READING TEXT:
◆ ◆ ◆
Delano recently sat down with Rudolphe Aben, founder and managing director of Nextimmo.lu and the former head of Wedo.lu--a portal connecting construction companies with tradespeople--to assess the current state of Luxembourg’s residential real estate market. With a background that includes a role at the real estate listing website Immotop.lu, Aben’s extensive experience in construction, property listings and valuations, gives him a well-rounded and close perspective into grand duchy’s housing sector.
In a recent interview, he highlighted that the housing market is currently undergoing significant changes, facing challenges such as heightened construction and material costs in the post-pandemic era, stringent bank lending criteria due to rising mortgage rates and a consequential downturn in property prices--with a cumulative decline of 25% since October 2022. This complex situation presents a mix of potential risks and opportunities for both buyers and sellers in the market, said Aben.
◆ ◆ ◆
Data taken from a collection:
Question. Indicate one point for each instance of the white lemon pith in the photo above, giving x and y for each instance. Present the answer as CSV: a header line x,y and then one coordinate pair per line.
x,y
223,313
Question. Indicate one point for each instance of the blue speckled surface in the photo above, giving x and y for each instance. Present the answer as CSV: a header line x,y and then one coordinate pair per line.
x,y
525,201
◆ ◆ ◆
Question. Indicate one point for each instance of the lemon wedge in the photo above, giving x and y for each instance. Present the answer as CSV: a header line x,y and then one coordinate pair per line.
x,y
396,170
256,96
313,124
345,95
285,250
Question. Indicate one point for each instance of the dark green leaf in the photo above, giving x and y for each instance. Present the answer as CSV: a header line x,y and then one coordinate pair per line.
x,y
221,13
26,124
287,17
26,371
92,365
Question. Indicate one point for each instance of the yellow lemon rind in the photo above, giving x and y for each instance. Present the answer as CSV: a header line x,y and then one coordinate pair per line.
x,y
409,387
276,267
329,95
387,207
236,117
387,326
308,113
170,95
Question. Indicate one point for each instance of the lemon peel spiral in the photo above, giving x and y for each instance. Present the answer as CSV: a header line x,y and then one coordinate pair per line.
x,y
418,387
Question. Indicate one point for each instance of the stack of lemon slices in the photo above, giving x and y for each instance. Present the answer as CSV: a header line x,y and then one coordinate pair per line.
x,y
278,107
◆ ◆ ◆
WHAT YOU NEED TO DO:
• A. Print the passage of the Luxembourg housing text from "In a recent" to "market, said Aben.".
• B. Decide whether each statement agrees with the Luxembourg housing text, answering yes or no and quoting the words that settle it: (i) Aben is the founder of Nextimmo.lu. (ii) Property prices have risen since October 2022. (iii) Wedo.lu is a portal that connects buyers with sellers.
These entries come from a separate source.

ANSWERS BY ITEM NUMBER:
• A.
In a recent interview, he highlighted that the housing market is currently undergoing significant changes, facing challenges such as heightened construction and material costs in the post-pandemic era, stringent bank lending criteria due to rising mortgage rates and a consequential downturn in property prices--with a cumulative decline of 25% since October 2022. This complex situation presents a mix of potential risks and opportunities for both buyers and sellers in the market, said Aben.

• B.
(i) Yes: "founder and managing director of Nextimmo.lu"
(ii) No: "a consequential downturn in property prices--with a cumulative decline of 25% since October 2022"
(iii) No: "a portal connecting construction companies with tradespeople"